▸ **ACTIVITY**:
Please count the lines of the data that contain "striped" and state only the total.

____

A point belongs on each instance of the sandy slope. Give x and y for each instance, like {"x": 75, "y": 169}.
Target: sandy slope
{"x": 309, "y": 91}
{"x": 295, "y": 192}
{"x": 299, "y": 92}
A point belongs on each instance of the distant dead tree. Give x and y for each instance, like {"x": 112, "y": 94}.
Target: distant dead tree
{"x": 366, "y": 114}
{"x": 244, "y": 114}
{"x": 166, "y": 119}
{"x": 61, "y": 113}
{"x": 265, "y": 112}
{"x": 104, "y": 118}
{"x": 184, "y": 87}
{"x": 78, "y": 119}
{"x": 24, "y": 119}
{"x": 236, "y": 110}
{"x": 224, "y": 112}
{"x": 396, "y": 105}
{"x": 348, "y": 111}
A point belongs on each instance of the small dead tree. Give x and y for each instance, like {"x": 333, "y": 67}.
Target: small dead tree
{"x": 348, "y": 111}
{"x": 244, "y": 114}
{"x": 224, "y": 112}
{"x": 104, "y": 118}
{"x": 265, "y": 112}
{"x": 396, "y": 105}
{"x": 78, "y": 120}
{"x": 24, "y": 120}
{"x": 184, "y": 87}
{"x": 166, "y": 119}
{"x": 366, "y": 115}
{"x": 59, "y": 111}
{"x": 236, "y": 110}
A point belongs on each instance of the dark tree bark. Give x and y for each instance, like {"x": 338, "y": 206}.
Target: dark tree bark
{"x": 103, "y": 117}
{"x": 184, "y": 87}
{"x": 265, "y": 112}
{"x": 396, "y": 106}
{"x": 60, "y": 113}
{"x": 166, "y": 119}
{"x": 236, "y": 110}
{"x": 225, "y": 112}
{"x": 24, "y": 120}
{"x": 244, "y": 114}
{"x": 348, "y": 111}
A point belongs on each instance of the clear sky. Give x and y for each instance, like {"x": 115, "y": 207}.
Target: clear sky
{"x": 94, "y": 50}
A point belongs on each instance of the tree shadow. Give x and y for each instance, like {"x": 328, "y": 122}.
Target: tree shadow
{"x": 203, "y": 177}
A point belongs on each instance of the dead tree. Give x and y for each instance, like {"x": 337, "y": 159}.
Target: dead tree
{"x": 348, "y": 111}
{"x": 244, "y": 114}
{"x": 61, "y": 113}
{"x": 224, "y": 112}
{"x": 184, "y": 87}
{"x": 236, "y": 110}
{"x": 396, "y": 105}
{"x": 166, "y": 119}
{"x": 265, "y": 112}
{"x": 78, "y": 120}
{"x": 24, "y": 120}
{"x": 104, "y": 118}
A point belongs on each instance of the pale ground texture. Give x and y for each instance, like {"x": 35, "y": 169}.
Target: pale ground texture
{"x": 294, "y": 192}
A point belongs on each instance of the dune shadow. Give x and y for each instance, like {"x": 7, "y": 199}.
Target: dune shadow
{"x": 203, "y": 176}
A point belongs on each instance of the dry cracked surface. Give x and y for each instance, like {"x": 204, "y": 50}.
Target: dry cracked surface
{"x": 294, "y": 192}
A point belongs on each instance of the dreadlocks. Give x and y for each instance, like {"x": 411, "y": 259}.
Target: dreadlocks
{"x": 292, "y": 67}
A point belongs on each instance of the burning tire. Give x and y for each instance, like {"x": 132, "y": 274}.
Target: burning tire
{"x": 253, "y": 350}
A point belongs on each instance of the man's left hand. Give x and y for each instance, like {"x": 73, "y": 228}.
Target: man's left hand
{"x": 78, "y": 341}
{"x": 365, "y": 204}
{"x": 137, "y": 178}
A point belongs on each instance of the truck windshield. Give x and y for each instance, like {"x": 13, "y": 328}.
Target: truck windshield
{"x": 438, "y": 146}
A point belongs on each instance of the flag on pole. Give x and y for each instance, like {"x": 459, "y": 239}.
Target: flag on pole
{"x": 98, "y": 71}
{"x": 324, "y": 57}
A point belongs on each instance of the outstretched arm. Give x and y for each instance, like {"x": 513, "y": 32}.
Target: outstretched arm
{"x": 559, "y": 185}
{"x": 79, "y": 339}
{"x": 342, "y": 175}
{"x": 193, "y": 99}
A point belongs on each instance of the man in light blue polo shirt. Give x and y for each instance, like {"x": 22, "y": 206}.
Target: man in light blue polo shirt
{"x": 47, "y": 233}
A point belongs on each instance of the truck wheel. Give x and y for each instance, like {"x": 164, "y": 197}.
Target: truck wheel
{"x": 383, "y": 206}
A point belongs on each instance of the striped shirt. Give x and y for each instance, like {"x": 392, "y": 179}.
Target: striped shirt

____

▸ **TASK OUTPUT**:
2